══ Text excerpt ══

# Vuelta al San Miguel (long!)



## elmadaleno (Jul 8, 2005)

Hey everyone, just wanted to share with you this one. First of all, I've been struggling to get back in shape this year, I have more work every day and two kids is a handfull so I'm barely getting to ride on weekends.

Anyway, my friend Pepe and myself decided to go for a quick ride on the Desierto yesterday, our plan was to ride from "el pantano" upwards and hook up with the road that takes you to the river. On the way up we hooked up with two guys who said they were going to do the "vuelta al San Miguel", instead of going up through the North side, you climb up through the South ridge.

We said, lets do it! We can always turn back half way! :eekster: These guys dropped us from the start, but the grade is not as hard as the north side so we kept on going and going, it took us 2.5 hours but we got there. 

I can really say I was completely exhausted, but I'm very happy about doing the trip. We found the road that takes you to the Ajusco, which I'd like to take some day, and it was a very welcome change of scenery.

There's a pic from my cell (kind of bad), the track on google earth and a graph with the elevation change vs distance and vs time, the last one is cool, it took me 2:45 to get uphill, but only 30 mins to get down  

BTW, I bombed on the way down, the PIKE is the shait!!!


----------



## crisillo (Jul 3, 2004)

sweet report! :thumbsup:

that is a LONG climb!


----------



## Warp (May 24, 2004)

Dang!!!

That's the ride I've been wanting to do for a loooong time, you sucka!

I've made the North Face (read: I have done it the hard way), but as Mada says, that's freaking suicide.

Congrats on your ride and the Pike! :thumbsup:


----------



## Warp (May 24, 2004)

So... for the climb, you averaged around 6 kmh... but you almost tripled your speed on the DH. It would be around 16kmh AVERAGE Speed.

You should have been hauling some serious arse on the DH as I know not all parts there are rideable at speed. The second graphs show some spots where you were spending a few minutes at some given altitude... That means you were pedaling flat areas or descending gnarly stuff (there is a plenty!) the other sections show how you were indeed "making up" some time.

Cool...


----------



## arivas (Oct 11, 2005)

Hi Mada, nice report on your ride, could you provide a more detailed explanation of how to make that ride? I've been going on saturdays to Desierto and would like to find more places to ride...! is the intersection located on the quecas? Is the east part of the ride the road that follows he river? Is it easy to navigate that place? I would really apreciate any pointers you could provide in order to follow that road.

El Rivas


----------



## arivas (Oct 11, 2005)

Hi, Rene couldn't make it to the bike shop in Queretaro, the race was in Amealco and didn't spent enough time on the city (planning is an act of futility when traveling with my sister...), maybe next time..!

El Rivas


----------



## Warp (May 24, 2004)

arivas said:


> Hi, Rene couldn't make it to the bike shop in Queretaro, the race was in Amealco and didn't spent enough time on the city (planning is an act of futility when traveling with my sister...), maybe next time..!

═══
══ Data provided ══

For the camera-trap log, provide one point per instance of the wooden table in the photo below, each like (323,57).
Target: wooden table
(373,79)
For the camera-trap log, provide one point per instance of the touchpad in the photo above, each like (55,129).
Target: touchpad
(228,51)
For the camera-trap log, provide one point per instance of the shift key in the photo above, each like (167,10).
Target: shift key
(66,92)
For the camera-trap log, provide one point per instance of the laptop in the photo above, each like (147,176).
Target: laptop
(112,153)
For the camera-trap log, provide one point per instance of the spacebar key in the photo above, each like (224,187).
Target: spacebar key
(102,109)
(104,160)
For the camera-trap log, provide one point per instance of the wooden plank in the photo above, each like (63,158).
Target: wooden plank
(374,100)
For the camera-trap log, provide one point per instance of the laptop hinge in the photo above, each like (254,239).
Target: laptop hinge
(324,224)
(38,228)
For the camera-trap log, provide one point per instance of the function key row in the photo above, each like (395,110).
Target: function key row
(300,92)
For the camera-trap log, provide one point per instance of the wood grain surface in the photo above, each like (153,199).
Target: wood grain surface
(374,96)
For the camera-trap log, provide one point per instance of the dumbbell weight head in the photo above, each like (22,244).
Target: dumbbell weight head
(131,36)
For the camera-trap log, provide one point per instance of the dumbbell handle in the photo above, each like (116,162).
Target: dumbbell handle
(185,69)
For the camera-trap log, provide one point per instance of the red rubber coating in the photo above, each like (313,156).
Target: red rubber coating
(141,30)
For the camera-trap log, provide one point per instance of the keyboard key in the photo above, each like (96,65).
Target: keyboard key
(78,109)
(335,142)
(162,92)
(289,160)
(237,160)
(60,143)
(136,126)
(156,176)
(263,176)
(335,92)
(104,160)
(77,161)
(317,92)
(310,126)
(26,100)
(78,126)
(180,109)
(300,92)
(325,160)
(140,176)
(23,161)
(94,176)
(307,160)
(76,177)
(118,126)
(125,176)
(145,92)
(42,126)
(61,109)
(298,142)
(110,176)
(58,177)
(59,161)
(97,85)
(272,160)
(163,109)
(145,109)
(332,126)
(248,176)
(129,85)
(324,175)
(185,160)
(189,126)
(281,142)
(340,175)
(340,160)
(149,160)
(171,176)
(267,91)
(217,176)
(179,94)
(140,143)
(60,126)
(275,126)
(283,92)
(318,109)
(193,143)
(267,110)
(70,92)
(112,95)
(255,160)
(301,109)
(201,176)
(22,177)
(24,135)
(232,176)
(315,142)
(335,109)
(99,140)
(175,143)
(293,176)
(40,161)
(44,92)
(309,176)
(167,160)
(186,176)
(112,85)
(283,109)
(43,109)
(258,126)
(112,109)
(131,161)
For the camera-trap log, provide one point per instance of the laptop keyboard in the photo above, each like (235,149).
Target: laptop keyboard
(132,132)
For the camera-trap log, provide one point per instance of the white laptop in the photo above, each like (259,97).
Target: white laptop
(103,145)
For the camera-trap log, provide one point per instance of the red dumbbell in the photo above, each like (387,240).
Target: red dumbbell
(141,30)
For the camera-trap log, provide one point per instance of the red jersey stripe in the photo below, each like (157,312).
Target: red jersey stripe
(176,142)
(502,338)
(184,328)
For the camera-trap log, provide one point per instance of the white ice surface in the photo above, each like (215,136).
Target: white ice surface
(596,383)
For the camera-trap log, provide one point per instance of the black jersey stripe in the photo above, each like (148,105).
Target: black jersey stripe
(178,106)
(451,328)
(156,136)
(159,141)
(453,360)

═══
══ Data provided ══

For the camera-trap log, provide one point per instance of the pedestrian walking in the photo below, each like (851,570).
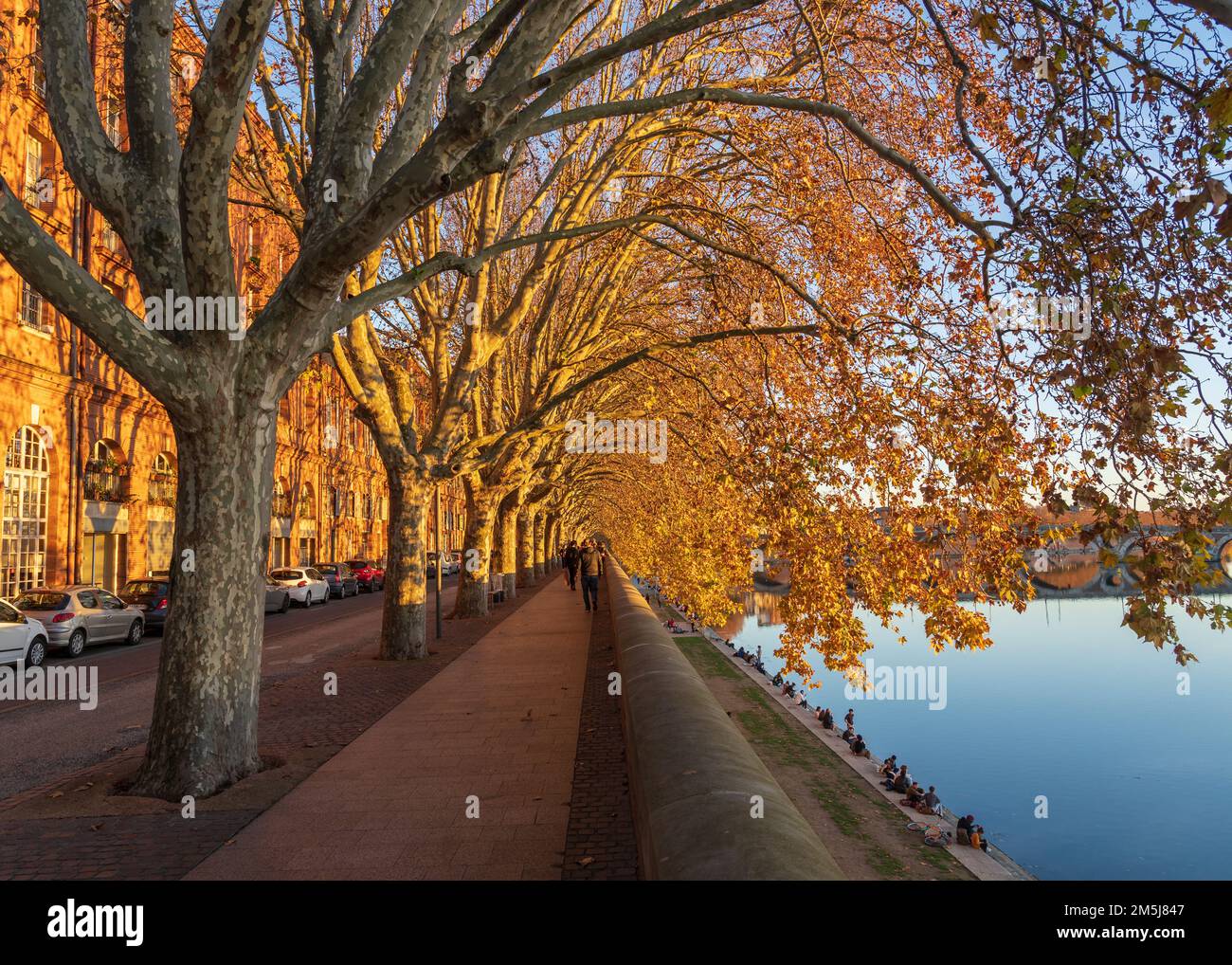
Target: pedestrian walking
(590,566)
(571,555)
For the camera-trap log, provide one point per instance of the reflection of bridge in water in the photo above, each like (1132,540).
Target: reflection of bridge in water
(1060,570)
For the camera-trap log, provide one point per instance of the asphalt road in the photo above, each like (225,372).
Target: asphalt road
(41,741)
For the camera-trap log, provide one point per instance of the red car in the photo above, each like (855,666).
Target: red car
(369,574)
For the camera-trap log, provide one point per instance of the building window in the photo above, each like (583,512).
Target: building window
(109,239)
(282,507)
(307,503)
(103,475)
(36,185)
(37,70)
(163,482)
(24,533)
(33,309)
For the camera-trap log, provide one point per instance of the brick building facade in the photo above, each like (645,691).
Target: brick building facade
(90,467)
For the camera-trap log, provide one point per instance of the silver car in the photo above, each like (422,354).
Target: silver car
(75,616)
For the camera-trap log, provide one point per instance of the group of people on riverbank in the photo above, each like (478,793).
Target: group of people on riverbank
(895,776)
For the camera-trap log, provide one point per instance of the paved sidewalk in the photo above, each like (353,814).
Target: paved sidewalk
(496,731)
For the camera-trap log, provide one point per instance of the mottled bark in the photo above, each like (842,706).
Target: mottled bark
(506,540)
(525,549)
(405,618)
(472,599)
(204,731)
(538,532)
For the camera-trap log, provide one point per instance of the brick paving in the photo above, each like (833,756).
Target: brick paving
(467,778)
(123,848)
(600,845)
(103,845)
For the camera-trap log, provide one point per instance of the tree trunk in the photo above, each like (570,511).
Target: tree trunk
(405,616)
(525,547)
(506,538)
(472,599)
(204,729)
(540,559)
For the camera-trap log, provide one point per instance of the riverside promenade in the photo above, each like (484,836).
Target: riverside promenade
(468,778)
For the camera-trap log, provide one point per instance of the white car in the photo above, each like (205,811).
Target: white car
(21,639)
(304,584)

═══

**Tasks and exercises**.
**1.** In the forum thread about the San Miguel loop, why did the poster and Pepe keep climbing after the two other riders dropped them? Answer in one to three sentences.
**2.** Print the passage of the forum thread starting with "We said, lets" and going on through "(Jul 3, 2004)".
Rely on the forum thread alone; the records play no part here.

**Exercise answers**.
**1.** They kept going because the grade up the south ridge is not as hard as the north side. The climb took them 2.5 hours, but they got there.

**2.**
We said, lets do it! We can always turn back half way! :eekster: These guys dropped us from the start, but the grade is not as hard as the north side so we kept on going and going, it took us 2.5 hours but we got there. 

I can really say I was completely exhausted, but I'm very happy about doing the trip. We found the road that takes you to the Ajusco, which I'd like to take some day, and it was a very welcome change of scenery.

There's a pic from my cell (kind of bad), the track on google earth and a graph with the elevation change vs distance and vs time, the last one is cool, it took me 2:45 to get uphill, but only 30 mins to get down  

BTW, I bombed on the way down, the PIKE is the shait!!!


----------



## crisillo (Jul 3, 2004)